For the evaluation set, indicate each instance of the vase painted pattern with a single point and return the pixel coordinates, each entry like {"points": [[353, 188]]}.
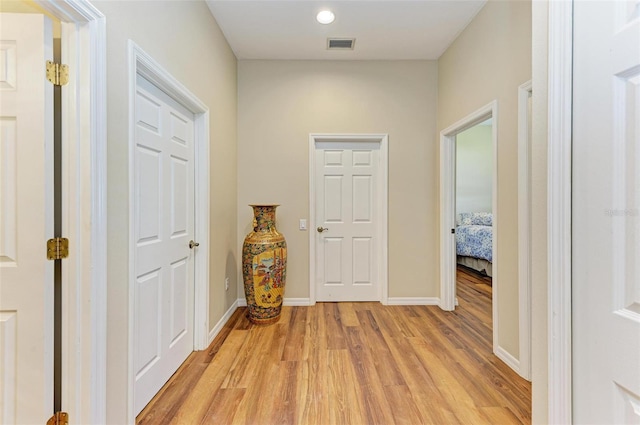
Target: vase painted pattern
{"points": [[264, 267]]}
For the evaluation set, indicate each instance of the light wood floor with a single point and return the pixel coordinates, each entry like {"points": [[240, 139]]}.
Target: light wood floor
{"points": [[351, 363]]}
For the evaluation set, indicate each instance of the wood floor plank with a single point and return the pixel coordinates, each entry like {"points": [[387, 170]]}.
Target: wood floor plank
{"points": [[352, 364]]}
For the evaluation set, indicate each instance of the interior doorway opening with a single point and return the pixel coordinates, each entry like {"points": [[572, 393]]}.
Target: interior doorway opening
{"points": [[448, 211]]}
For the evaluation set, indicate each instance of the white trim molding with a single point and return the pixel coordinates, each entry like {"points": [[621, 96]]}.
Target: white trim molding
{"points": [[448, 201], [559, 210], [524, 227], [381, 211], [84, 189], [448, 210], [413, 301], [140, 63], [506, 357]]}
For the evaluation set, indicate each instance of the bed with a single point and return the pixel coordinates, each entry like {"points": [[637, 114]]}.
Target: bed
{"points": [[474, 241]]}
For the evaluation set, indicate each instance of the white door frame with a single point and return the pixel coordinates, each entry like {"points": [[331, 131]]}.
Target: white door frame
{"points": [[559, 130], [143, 64], [381, 207], [84, 188], [524, 228], [448, 209]]}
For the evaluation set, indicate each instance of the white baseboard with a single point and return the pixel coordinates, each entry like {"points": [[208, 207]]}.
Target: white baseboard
{"points": [[506, 357], [223, 321], [296, 302], [413, 301]]}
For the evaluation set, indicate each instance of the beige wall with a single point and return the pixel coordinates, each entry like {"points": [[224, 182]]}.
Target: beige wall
{"points": [[184, 38], [488, 61], [281, 102], [539, 334]]}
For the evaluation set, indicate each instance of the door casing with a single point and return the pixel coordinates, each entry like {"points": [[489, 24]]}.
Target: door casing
{"points": [[140, 63], [448, 212], [381, 207], [84, 212]]}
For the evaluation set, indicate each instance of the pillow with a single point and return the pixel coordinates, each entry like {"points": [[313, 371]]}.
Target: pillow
{"points": [[475, 219]]}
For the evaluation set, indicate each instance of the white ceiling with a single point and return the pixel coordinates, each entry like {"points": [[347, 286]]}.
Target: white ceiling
{"points": [[383, 29]]}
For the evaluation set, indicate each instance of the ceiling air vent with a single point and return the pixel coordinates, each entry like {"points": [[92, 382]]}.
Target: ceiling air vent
{"points": [[340, 43]]}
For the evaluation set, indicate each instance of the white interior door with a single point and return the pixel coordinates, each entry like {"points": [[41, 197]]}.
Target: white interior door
{"points": [[164, 226], [606, 213], [26, 220], [347, 223]]}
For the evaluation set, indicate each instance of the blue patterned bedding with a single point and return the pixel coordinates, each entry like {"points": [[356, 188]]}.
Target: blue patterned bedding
{"points": [[474, 235]]}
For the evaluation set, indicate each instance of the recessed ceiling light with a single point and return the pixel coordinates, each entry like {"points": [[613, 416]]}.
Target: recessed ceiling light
{"points": [[325, 17]]}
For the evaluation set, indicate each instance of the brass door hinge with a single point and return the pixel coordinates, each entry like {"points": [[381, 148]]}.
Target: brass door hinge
{"points": [[57, 248], [60, 418], [57, 74]]}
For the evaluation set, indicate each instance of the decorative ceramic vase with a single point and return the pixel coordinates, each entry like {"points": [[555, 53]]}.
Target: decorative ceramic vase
{"points": [[264, 266]]}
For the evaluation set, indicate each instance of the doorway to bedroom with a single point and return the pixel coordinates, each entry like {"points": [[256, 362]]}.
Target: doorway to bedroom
{"points": [[473, 200], [474, 167], [468, 198]]}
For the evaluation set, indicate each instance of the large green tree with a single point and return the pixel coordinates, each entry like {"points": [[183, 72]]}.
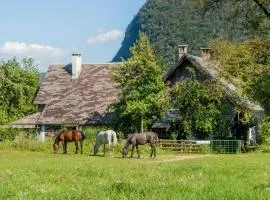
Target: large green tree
{"points": [[18, 87], [246, 65], [142, 93], [201, 105]]}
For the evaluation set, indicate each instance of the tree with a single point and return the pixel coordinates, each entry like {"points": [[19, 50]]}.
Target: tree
{"points": [[247, 66], [18, 87], [142, 93], [201, 105]]}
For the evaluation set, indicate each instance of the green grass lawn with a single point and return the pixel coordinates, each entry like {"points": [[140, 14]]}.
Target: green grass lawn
{"points": [[40, 175]]}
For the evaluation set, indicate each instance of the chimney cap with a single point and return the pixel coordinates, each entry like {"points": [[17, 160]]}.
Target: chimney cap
{"points": [[206, 48], [76, 54], [183, 45]]}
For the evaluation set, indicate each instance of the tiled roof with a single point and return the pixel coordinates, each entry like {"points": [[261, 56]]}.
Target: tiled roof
{"points": [[27, 122], [212, 70], [77, 101]]}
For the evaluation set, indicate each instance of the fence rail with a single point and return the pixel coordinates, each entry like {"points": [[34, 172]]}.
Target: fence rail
{"points": [[189, 146], [201, 146]]}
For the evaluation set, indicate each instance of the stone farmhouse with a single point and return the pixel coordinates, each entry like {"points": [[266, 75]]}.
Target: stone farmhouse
{"points": [[204, 68], [72, 95], [79, 94]]}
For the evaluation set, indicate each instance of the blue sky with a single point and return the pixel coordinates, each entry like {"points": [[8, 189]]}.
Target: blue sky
{"points": [[51, 30]]}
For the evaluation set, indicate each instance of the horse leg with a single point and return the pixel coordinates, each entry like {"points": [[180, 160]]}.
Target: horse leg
{"points": [[104, 150], [65, 147], [77, 147], [138, 152], [155, 151], [152, 150], [132, 151], [81, 143]]}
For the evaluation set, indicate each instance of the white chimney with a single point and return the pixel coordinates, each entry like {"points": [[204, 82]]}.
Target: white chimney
{"points": [[182, 49], [76, 65], [206, 52]]}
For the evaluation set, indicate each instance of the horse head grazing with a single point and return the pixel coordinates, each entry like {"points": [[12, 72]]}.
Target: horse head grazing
{"points": [[124, 152], [56, 143], [105, 137], [137, 139]]}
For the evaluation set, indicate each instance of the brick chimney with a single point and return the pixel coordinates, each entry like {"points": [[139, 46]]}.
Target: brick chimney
{"points": [[182, 50], [76, 65], [206, 53]]}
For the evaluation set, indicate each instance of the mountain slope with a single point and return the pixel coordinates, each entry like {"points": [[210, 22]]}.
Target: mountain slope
{"points": [[169, 23]]}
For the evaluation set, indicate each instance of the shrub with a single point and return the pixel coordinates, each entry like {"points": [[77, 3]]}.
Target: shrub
{"points": [[10, 133], [265, 131]]}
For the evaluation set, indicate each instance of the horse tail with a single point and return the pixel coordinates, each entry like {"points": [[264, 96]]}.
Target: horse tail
{"points": [[114, 138], [83, 135], [156, 138], [57, 138]]}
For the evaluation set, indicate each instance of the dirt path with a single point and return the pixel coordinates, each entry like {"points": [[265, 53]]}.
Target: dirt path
{"points": [[164, 159]]}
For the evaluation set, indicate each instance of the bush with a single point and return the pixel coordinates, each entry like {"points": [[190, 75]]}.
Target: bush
{"points": [[265, 131], [10, 133]]}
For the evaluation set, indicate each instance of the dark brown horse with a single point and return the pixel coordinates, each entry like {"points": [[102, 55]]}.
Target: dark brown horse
{"points": [[66, 136], [137, 139]]}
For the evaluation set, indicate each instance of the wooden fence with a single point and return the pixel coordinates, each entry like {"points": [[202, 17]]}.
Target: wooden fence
{"points": [[185, 146]]}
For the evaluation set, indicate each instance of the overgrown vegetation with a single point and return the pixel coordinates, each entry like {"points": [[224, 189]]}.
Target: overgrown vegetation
{"points": [[18, 86], [247, 66], [202, 105], [142, 94]]}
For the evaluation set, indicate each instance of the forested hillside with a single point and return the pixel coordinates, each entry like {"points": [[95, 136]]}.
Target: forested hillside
{"points": [[168, 23]]}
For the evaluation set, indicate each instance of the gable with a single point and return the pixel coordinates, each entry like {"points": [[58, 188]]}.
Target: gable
{"points": [[76, 101]]}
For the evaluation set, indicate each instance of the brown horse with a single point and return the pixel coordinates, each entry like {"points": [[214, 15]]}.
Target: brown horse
{"points": [[69, 136], [141, 139]]}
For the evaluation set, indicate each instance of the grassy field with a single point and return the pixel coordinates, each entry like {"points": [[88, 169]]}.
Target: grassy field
{"points": [[41, 175]]}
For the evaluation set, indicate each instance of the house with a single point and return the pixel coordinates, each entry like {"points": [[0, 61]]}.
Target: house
{"points": [[72, 95], [203, 68]]}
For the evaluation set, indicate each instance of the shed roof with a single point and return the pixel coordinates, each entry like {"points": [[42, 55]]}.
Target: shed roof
{"points": [[212, 70]]}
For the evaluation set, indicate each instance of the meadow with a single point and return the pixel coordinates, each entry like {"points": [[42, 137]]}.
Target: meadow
{"points": [[26, 174]]}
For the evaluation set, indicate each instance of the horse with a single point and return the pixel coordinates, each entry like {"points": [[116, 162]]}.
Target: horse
{"points": [[105, 137], [141, 139], [69, 136]]}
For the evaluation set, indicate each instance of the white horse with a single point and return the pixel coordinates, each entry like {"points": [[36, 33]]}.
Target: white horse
{"points": [[105, 137]]}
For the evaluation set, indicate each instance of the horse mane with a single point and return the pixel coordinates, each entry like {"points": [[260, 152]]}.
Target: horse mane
{"points": [[57, 138]]}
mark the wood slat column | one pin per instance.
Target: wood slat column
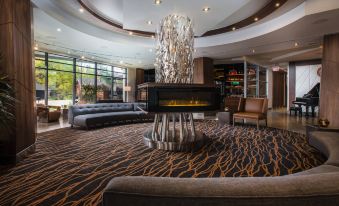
(17, 62)
(203, 71)
(329, 84)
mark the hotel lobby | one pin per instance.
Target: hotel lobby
(169, 102)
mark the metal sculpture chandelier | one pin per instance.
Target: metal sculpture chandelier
(174, 66)
(174, 54)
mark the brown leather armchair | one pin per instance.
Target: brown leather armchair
(48, 114)
(252, 108)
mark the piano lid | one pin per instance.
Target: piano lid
(314, 92)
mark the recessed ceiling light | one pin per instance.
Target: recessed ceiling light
(206, 9)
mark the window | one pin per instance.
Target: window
(104, 82)
(85, 82)
(63, 80)
(60, 78)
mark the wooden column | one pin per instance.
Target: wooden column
(139, 79)
(16, 49)
(291, 82)
(329, 84)
(203, 71)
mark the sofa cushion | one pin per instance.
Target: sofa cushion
(315, 189)
(249, 115)
(328, 144)
(319, 169)
(99, 118)
(101, 108)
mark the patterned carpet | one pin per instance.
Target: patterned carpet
(71, 167)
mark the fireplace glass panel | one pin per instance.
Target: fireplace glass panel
(184, 99)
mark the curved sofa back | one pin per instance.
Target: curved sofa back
(317, 186)
(82, 109)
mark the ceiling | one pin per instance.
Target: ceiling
(271, 38)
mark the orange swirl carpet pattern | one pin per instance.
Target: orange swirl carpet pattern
(72, 167)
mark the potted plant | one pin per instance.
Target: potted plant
(7, 112)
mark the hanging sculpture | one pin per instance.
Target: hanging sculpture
(174, 65)
(174, 55)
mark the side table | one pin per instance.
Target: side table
(224, 118)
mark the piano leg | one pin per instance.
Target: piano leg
(313, 113)
(307, 115)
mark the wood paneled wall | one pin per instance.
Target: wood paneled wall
(16, 49)
(329, 83)
(291, 82)
(203, 71)
(140, 76)
(279, 89)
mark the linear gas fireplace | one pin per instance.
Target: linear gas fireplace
(162, 98)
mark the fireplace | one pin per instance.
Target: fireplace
(162, 98)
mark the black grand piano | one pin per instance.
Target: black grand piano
(311, 99)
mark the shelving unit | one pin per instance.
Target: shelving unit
(234, 78)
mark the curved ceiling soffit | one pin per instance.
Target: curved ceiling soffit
(254, 31)
(56, 11)
(114, 24)
(208, 41)
(268, 9)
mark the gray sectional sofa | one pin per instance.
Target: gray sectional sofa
(91, 115)
(317, 186)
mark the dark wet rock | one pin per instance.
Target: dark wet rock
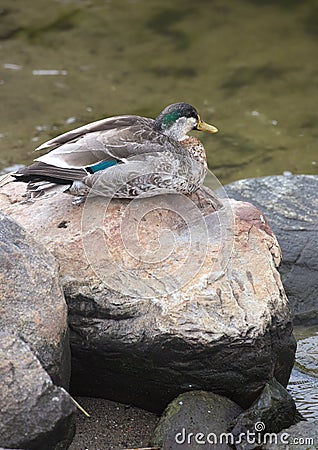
(290, 204)
(154, 313)
(196, 420)
(273, 411)
(303, 436)
(31, 299)
(34, 414)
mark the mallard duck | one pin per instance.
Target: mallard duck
(123, 157)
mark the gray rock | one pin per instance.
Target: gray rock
(196, 420)
(274, 410)
(290, 204)
(32, 302)
(166, 294)
(34, 414)
(303, 436)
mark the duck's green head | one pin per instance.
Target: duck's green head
(178, 119)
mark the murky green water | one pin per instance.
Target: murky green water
(303, 384)
(249, 66)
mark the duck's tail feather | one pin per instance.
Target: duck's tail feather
(40, 171)
(44, 189)
(5, 179)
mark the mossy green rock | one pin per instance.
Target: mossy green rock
(196, 420)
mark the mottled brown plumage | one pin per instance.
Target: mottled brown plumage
(123, 156)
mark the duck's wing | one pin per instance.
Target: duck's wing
(115, 138)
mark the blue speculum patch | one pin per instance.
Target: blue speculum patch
(102, 165)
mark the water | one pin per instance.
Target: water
(303, 384)
(249, 66)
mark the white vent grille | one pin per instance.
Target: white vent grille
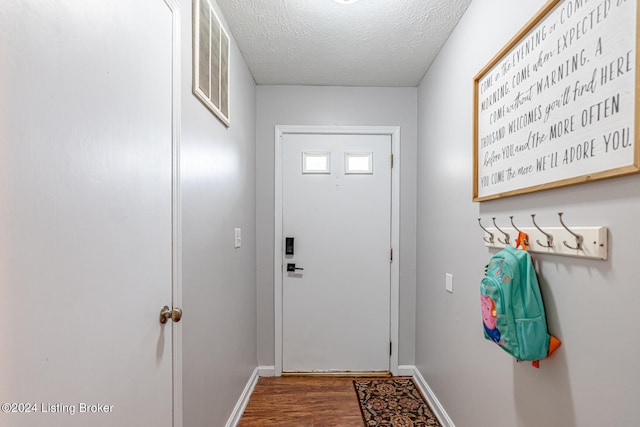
(210, 60)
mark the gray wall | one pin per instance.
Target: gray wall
= = = = =
### Exercise objective
Reproduce verbatim, and only, the lines starting at the one that contains "mark the duck's tail" and ending with the final line of the records; leave out the pictures.

### Solution for this task
mark the duck's tail feather | one pin per instance.
Target: duck's tail feather
(40, 171)
(44, 189)
(5, 179)
mark the mossy green rock | one pin per instance.
Target: mossy green rock
(196, 420)
mark the mottled brown plumage | one pin per instance.
Target: mottled brown plumage
(123, 156)
mark the duck's wing | one pin per instance.
Target: duck's wing
(115, 138)
mark the blue speculum patch | one pin per instance.
Target: blue speculum patch
(102, 165)
mark the water | one pin per instance.
Target: water
(303, 384)
(249, 66)
mark the white vent grille | one pin per instance.
Target: white vent grille
(210, 60)
mark the gray wall | one pin per instance.
Target: gray wall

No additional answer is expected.